→ SET TASK:
Reproduce each of the entries below verbatim, line for line, with nothing added or changed.

════════════════

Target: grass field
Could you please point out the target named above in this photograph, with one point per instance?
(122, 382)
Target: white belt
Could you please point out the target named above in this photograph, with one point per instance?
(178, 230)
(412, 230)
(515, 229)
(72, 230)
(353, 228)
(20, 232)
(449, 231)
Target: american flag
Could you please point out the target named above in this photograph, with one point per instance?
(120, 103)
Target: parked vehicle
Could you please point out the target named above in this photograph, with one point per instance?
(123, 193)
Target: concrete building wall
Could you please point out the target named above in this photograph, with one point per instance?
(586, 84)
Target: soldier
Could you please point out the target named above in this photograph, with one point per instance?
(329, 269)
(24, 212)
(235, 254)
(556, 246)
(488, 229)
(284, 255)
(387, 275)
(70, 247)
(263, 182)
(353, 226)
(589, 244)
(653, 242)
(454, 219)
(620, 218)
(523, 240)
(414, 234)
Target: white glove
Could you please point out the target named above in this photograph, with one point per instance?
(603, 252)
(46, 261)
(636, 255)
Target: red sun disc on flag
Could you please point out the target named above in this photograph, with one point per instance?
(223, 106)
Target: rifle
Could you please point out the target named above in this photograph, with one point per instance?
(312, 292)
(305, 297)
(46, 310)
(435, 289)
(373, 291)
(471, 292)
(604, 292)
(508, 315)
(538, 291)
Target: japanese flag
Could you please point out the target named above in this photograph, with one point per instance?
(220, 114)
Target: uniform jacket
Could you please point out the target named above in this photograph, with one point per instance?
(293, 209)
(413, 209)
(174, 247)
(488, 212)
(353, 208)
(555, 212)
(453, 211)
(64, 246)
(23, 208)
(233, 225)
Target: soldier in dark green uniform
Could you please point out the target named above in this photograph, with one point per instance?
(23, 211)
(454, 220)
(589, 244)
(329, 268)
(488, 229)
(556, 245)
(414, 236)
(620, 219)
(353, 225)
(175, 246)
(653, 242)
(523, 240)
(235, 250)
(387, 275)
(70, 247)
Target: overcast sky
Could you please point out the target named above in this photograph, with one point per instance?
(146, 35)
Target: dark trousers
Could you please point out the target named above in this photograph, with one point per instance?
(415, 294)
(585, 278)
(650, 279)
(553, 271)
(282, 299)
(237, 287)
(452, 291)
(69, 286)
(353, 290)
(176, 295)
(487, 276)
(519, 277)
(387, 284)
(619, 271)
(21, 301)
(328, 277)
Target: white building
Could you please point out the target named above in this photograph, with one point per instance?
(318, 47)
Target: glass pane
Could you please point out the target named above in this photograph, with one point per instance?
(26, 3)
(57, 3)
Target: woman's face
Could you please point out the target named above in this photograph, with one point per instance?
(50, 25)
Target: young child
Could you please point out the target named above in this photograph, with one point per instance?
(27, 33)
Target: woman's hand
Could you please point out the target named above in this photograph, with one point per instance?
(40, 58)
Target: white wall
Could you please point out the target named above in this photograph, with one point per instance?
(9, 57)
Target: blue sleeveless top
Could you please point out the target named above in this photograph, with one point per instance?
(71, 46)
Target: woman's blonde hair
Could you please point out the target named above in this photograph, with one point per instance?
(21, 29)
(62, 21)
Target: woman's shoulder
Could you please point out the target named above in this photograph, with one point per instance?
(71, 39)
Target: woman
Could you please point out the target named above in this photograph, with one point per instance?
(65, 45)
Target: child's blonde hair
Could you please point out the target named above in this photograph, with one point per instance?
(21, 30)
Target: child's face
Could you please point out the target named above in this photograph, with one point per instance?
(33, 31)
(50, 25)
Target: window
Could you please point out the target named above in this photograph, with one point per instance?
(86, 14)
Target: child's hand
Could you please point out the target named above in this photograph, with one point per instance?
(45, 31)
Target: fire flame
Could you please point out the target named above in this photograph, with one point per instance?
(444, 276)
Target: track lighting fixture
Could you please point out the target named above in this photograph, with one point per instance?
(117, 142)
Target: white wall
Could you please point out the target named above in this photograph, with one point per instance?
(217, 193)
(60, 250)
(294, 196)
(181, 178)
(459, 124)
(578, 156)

════════════════

→ RESPONSE TO THIS TASK:
Target: grass field
Could you please point out the target named above in this photograph, with one point per instance?
(122, 382)
Target: white belt
Could you please point out the target named above in this photograph, with one point per instance?
(178, 230)
(412, 230)
(515, 229)
(72, 230)
(353, 228)
(20, 232)
(449, 231)
Target: american flag
Could you please point out the target named above in this photograph, with one point per instance?
(120, 103)
Target: parked vehicle
Could you please point out the target named above in this photograph, with one point per instance?
(123, 193)
Target: concrete building wall
Could you please point out the target named above in this photograph, with one point per instance?
(586, 84)
Target: soldier
Could you please point out the target named above in this photograph, with one point per instance?
(329, 269)
(24, 212)
(235, 254)
(556, 246)
(488, 229)
(284, 255)
(387, 275)
(70, 247)
(263, 182)
(353, 226)
(589, 244)
(653, 242)
(454, 219)
(620, 218)
(523, 240)
(414, 234)
Target: white glove
Could you please point out the target named above in this photograph, with one point per instance?
(603, 252)
(46, 261)
(636, 255)
Target: red sun disc on flag
Could you please point out the target named above in this photograph, with one point per instance?
(223, 106)
Target: rifle
Could you please point out the target named above in this photograph, with one point per instance?
(312, 292)
(305, 297)
(46, 310)
(435, 289)
(373, 291)
(471, 292)
(604, 292)
(508, 315)
(538, 291)
Target: japanese flag
Could you please point out the target named above in this photograph, with one point per instance?
(220, 114)
Target: uniform jacket
Could you please point out the target named above in this photograph, with one point per instance?
(293, 209)
(413, 209)
(174, 247)
(488, 212)
(353, 208)
(555, 212)
(453, 211)
(64, 246)
(23, 208)
(233, 225)
Target: soldier in dark green uniform
Could you please point out the target named above in this photograph, with one point per instance?
(23, 211)
(454, 220)
(589, 244)
(329, 268)
(488, 229)
(556, 245)
(414, 236)
(620, 219)
(353, 225)
(175, 246)
(653, 242)
(523, 240)
(235, 250)
(387, 275)
(70, 247)
Target: overcast sky
Could you please point out the target named above in this photograph, with one point per instance?
(146, 35)
Target: dark trousers
Could you please point out the target named above in this photograph, with one point per instance?
(415, 294)
(585, 278)
(650, 279)
(553, 271)
(282, 299)
(237, 287)
(452, 291)
(69, 286)
(353, 290)
(176, 295)
(487, 276)
(519, 277)
(387, 284)
(619, 271)
(21, 301)
(328, 277)
Target: white building
Could you please point out the target named above in this photograph, with one point per instance?
(318, 47)
Target: glass pane
Could you please point out the target named above in this photograph, with one point per instance?
(26, 3)
(57, 3)
Target: woman's face
Could you please point out the target named above in this photograph, with one point per instance?
(50, 25)
Target: young child
Could you please point out the target named above in this photograph, with one point per instance?
(27, 33)
Target: woman's hand
Could you please point out the target named above in this photograph, with one point per instance?
(40, 58)
Target: white wall
Could you please point out the target named above in this photograph, with one point per instance?
(9, 57)
Target: blue sleeveless top
Could you please point out the target named above in this photograph, with one point per instance?
(71, 46)
Target: woman's blonde hair
Could you please point out the target named above in this photograph, with one point per instance?
(21, 29)
(62, 21)
Target: woman's shoulder
Could you please point out the target named above in this photograph, with one point per instance?
(71, 39)
Target: woman
Could you please point out the target named above in this photograph, with one point per instance?
(65, 45)
Target: child's blonde hair
Could you please point out the target named above in this photograph, with one point per instance?
(21, 30)
Target: child's face
Could you please point out the target named above in this photograph, with one point per instance?
(33, 31)
(50, 25)
Target: window
Could you please point out the target named above in this photograph, with one point per instance?
(86, 14)
Target: child's hand
Could you please point out the target named above in this photograph, with one point per instance?
(45, 31)
Target: fire flame
Could you please point out the target named above in this photograph, with one point per instance?
(444, 276)
Target: track lighting fixture
Could you please point out the target named above in this photograph, with one point per instance?
(117, 142)
Target: white wall
Could you please point out the target named above in this photograph, with one point per instance?
(217, 193)
(60, 250)
(294, 196)
(181, 178)
(459, 124)
(578, 156)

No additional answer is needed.